PROBLEM REQUIREMENTS. Can you find every line in the rows below that contains the word "beer" and copy each one out? Case counts.

DATA ROWS.
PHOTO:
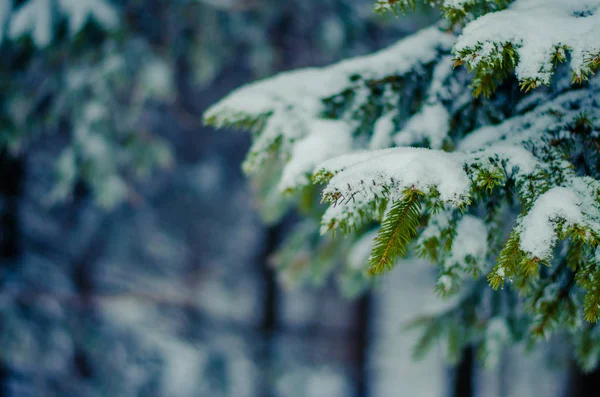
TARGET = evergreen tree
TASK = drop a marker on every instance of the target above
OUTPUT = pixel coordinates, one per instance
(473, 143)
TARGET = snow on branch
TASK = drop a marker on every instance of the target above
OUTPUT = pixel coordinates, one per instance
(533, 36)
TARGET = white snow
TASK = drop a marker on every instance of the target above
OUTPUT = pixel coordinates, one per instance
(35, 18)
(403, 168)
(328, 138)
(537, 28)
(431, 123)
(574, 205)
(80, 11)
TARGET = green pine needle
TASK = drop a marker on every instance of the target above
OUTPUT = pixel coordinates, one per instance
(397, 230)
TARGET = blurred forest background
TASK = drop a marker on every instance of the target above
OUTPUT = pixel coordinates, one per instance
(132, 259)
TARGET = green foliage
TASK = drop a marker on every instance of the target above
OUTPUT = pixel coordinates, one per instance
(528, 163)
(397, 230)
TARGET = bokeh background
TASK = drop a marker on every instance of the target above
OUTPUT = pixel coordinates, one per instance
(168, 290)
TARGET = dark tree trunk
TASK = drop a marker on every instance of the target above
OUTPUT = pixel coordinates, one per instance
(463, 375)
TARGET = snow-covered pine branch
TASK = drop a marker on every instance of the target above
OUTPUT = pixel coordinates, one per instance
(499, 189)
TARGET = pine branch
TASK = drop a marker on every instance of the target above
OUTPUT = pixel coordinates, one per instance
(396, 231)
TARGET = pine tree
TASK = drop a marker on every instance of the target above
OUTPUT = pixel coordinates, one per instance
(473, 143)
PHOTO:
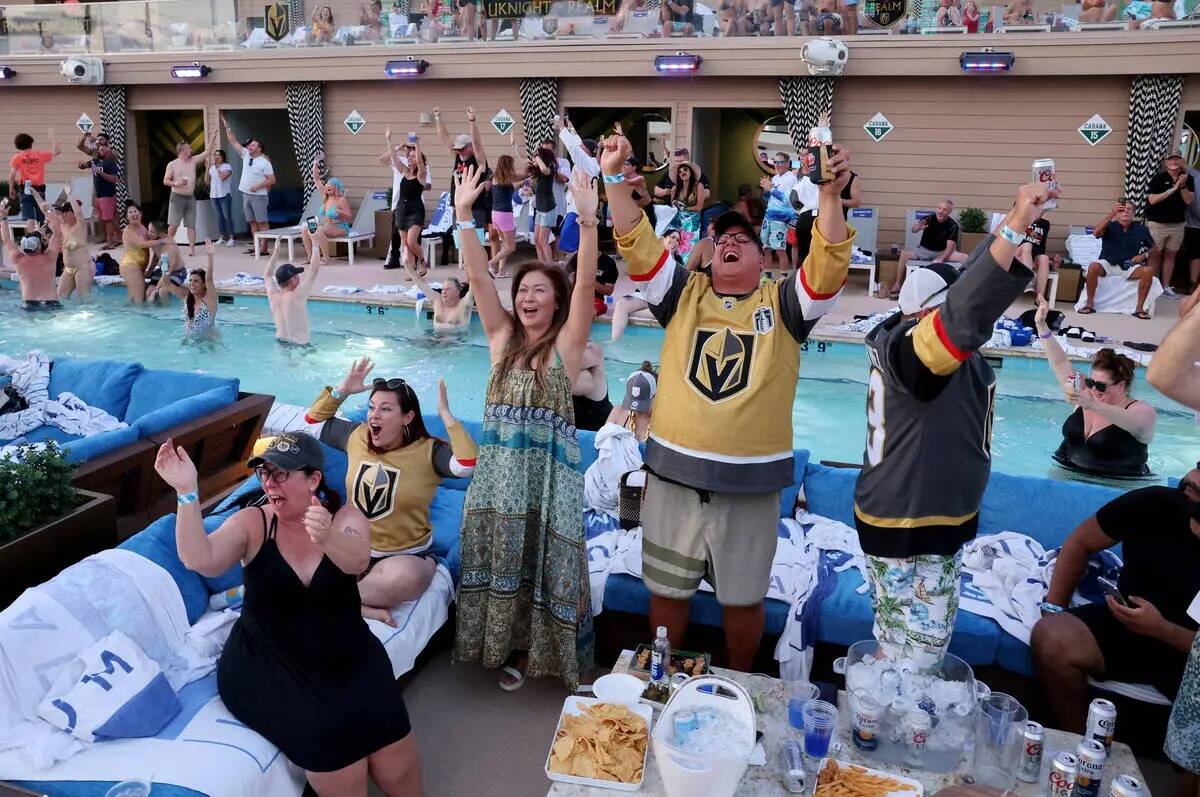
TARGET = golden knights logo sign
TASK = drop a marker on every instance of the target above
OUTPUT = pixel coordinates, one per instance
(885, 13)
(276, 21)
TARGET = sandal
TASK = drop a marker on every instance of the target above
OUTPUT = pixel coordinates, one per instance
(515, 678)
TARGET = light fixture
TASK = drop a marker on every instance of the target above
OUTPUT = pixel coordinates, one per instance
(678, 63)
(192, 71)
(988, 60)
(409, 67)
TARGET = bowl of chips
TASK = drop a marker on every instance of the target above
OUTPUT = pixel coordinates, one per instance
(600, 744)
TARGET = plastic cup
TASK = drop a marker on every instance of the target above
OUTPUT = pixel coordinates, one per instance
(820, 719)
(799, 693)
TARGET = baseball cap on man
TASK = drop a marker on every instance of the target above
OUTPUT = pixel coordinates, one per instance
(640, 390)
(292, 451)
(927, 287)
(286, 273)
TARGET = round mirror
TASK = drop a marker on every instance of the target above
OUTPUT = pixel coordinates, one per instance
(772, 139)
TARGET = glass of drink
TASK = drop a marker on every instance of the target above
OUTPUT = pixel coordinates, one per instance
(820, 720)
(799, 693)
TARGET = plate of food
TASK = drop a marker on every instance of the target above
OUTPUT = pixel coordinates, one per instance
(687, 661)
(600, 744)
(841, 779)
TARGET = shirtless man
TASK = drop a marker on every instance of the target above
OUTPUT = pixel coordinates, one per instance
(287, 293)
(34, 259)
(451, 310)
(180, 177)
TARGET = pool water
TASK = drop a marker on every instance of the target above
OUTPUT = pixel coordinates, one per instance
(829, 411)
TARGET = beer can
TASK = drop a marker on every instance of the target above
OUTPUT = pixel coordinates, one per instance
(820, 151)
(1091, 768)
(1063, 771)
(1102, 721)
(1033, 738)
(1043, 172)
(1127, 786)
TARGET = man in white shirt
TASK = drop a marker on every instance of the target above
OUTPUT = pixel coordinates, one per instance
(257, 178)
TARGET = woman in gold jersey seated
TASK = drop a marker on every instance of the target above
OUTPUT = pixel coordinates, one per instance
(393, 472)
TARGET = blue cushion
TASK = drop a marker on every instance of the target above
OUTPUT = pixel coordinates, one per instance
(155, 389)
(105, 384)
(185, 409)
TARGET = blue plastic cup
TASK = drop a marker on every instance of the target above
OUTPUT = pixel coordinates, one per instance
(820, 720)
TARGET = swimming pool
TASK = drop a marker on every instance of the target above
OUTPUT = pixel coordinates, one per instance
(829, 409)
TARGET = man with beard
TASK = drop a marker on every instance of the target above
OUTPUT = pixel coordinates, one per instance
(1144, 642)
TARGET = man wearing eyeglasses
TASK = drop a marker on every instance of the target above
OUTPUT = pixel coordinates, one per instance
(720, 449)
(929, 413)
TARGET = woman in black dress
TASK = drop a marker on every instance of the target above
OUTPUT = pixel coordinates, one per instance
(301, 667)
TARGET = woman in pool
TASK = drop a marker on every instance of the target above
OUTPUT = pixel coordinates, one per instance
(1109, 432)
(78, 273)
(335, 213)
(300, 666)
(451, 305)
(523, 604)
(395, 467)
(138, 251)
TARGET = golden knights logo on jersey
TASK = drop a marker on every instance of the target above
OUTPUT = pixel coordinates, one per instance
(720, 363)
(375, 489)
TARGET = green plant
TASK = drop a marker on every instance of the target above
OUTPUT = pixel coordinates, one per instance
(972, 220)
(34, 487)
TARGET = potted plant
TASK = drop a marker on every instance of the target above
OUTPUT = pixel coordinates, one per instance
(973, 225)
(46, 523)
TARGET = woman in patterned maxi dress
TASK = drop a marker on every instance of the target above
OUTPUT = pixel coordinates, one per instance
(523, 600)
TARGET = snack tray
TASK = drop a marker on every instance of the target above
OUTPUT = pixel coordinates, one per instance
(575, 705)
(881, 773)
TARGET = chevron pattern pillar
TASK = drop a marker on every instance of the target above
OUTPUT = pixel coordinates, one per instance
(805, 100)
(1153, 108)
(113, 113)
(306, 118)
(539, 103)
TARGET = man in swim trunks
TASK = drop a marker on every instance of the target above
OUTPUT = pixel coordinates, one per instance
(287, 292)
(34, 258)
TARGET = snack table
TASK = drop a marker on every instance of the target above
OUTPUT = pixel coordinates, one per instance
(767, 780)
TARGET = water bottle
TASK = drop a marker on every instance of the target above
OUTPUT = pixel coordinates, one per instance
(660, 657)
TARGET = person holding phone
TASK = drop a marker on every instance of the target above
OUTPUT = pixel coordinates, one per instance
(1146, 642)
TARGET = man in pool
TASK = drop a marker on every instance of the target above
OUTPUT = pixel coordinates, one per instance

...

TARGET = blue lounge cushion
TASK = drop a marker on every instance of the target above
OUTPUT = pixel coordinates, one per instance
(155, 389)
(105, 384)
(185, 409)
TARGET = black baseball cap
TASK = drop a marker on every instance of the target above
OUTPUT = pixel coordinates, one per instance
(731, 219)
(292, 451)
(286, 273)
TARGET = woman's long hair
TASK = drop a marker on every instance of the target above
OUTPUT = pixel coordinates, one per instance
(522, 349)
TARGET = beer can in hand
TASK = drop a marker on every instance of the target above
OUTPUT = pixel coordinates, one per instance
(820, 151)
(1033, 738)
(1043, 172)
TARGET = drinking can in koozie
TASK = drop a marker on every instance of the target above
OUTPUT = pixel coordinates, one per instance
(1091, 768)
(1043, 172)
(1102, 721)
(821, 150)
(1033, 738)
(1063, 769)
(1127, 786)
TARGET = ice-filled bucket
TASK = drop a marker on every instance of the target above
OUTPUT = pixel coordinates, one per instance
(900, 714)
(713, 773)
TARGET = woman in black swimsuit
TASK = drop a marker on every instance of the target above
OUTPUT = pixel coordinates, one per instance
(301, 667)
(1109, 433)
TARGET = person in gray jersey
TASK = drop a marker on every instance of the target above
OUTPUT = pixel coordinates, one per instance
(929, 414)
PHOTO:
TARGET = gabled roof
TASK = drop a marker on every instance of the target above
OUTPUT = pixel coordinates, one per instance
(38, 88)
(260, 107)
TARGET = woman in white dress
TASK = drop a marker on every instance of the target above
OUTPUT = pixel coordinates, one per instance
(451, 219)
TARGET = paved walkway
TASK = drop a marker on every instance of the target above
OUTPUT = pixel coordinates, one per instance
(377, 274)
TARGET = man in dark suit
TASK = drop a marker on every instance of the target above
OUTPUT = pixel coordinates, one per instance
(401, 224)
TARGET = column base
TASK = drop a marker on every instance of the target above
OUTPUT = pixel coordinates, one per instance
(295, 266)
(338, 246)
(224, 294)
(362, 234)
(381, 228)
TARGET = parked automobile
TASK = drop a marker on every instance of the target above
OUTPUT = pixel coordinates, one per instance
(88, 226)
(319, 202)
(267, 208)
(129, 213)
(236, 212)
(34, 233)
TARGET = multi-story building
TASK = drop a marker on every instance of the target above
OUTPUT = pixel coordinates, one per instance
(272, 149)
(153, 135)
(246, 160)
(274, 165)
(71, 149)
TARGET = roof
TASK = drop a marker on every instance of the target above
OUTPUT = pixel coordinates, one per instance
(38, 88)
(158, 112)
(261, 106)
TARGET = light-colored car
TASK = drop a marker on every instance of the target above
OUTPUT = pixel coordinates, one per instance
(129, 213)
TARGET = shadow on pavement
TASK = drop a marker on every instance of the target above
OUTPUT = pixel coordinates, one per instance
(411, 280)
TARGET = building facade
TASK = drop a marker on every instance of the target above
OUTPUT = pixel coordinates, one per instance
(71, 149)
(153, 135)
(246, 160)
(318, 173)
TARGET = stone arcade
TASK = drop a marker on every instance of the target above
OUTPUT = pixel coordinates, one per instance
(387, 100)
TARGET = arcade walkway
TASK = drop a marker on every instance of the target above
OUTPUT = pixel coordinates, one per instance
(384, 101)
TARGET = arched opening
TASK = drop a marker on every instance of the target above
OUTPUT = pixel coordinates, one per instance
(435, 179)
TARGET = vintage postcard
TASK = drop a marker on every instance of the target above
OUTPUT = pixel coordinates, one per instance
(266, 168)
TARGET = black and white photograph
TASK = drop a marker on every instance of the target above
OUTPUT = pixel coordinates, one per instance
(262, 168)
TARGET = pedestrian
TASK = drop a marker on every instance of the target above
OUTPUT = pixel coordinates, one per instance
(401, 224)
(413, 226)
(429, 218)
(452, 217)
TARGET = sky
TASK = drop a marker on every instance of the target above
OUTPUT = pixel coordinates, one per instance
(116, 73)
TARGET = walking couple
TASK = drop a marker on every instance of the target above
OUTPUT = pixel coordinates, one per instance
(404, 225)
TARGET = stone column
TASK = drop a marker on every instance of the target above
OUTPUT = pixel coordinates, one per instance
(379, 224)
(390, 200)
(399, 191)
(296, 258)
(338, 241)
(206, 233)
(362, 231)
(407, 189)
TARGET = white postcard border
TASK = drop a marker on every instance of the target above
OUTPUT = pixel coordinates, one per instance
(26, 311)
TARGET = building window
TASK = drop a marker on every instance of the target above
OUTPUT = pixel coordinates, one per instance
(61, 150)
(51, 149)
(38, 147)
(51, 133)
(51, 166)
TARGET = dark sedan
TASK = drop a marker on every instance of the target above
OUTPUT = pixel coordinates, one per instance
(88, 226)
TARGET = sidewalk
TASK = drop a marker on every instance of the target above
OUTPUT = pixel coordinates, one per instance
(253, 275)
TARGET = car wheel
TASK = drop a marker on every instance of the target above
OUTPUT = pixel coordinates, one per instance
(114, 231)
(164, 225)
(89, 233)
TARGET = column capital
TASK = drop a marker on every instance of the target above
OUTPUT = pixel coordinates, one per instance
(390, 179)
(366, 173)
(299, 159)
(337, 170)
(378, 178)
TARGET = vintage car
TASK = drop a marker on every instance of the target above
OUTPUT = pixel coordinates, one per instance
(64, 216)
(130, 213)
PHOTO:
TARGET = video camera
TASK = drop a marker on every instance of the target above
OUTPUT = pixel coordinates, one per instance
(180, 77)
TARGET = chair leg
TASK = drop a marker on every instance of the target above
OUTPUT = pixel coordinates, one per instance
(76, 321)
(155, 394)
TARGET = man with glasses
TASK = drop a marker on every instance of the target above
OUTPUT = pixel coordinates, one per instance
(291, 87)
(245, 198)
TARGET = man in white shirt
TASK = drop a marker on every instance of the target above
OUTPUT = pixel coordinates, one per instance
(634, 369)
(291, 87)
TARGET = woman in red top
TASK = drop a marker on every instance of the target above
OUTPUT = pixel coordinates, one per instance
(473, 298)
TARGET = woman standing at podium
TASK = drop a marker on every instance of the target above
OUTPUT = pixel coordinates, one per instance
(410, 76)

SOLUTION TO THIS EXERCISE.
TARGET = beer can
TARGET = beer can in hand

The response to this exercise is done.